═════ Text under study ═════
Aortic Branch Aneurysms
Aneurysms may occur in any major aortic branch; such aneurysms are much less common than abdominal or thoracic aortic aneurysms. Symptoms vary depending on the location and artery affected but may include pain in areas where the aneurysm compresses nearby structures. Diagnosis is made by ultrasonography or CT angiography. Treatment is endovascular stent grafting or surgery.
Subclavian artery aneurysms are sometimes associated with cervical ribs or thoracic outlet compression syndrome.
Aneurysms of the arteries of the splanchnic circulation are uncommon. About 60% occur in the splenic artery, 20% in the hepatic artery, 5.5% in the superior mesenteric artery.
Splenic artery aneurysms are more common in women than men (4:1). Causes include medial fibromuscular dysplasia, portal hypertension, multiple pregnancies, penetrating or blunt abdominal trauma, pancreatitis, and infection.
═════
**Check your understanding**
1) In the text on aortic branch aneurysms, what share of splanchnic artery aneurysms occur in the splenic artery?
2) Continue the text on aortic branch aneurysms from its final sentence.
═════ Dataset section ═════
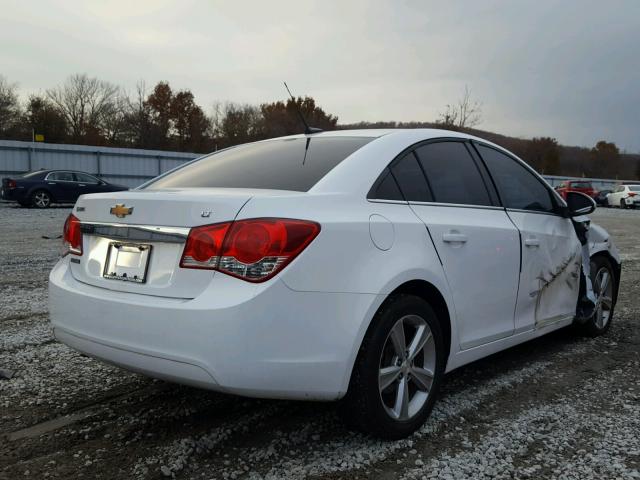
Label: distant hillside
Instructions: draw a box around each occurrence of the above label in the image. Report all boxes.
═════
**Answers to the exercises**
1) About 60%.

2)
Hepatic artery aneurysms occur in more men than women (2:1). They may result from previous abdominal trauma, illicit IV drug use, medial degeneration of the arterial wall, or periarterial inflammation.
Renal artery aneurysms may dissect or rupture, causing acute occlusion.
Superior mesenteric artery aneurysms occur equally in men and women. Causes include fibromuscular dysplasia, cystic medial necrosis, and trauma.
Many aortic branch aneurysm are asymptomatic. Symptoms (when they occur) vary depending on the location and artery affected.
Subclavian aneurysms can cause local pain, a pulsating sensation, venous thrombosis or edema (due to compression of adjacent veins), distal ischemic symptoms, transient ischemic attacks, stroke, hoarseness (due to compression of the recurrent laryngeal nerve), or impaired motor and sensory function (due to compression of the brachial plexus).
Splenic artery aneurysm may cause left upper quadrant abdominal pain. Hepatic artery aneurysm may cause right upper quadrant pain and jaundice. Superior mesenteric aneurysms may cause generalized abdominal pain and ischemic colitis.
Regardless of location, mycotic or inflammatory aneurysms may cause local pain and sequelae of systemic infection (eg, fever, malaise, weight loss).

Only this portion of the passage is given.